Dataset rows on where objects appear:
Begin

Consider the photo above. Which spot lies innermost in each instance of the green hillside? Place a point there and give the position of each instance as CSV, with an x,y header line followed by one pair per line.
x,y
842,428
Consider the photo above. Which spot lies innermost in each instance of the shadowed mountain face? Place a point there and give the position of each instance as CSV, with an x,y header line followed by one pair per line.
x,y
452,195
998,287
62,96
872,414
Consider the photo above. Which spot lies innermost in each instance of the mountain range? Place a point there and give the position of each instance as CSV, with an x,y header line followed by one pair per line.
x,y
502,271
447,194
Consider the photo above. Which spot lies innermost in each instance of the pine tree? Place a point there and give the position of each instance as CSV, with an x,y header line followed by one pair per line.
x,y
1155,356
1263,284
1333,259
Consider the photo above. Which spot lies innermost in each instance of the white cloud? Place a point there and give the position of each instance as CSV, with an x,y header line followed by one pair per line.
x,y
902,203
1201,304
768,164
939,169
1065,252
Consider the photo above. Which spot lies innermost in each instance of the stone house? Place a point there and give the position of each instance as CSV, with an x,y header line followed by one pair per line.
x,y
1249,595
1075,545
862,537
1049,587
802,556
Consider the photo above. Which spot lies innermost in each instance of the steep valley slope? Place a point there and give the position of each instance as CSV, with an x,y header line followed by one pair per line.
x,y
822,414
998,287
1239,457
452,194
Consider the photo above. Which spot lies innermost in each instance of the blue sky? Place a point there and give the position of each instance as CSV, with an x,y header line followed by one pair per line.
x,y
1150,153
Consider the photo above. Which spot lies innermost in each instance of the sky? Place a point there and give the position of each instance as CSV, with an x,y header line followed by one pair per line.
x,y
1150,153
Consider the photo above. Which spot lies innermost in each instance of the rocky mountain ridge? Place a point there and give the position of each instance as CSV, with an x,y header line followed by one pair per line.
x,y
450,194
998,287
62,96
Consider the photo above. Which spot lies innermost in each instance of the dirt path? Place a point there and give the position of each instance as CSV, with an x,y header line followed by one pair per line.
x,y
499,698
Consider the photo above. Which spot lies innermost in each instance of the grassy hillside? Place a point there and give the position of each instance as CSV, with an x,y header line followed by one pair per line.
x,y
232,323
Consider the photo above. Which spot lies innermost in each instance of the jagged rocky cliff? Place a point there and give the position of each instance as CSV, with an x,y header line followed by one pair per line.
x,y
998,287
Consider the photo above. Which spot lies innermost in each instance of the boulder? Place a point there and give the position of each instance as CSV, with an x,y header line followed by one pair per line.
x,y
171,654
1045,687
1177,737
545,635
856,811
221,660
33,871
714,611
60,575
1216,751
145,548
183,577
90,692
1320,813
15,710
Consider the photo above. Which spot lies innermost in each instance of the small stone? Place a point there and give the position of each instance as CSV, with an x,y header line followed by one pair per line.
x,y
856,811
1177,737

End

OBJECTIVE: Every line from the line containing "of the boulder?" to the last line of the material above must be repeated exactly, and no other line.

TASK ANSWER:
Consider the photo above. Which spot lies innermost in each instance of the boulder? Place a point there and give the position of each instance as CSV, with an x,y header line followed by one pair per line.
x,y
171,654
1045,687
1177,737
545,635
856,811
221,660
33,871
714,611
60,575
1216,751
145,548
183,577
90,692
1320,813
15,710
Consider the photo above. Which spot lies innermost in each instance of the small stone? Place a point there and give the position of each instance as CSV, with an x,y header line followed by one pair per line.
x,y
856,811
1177,737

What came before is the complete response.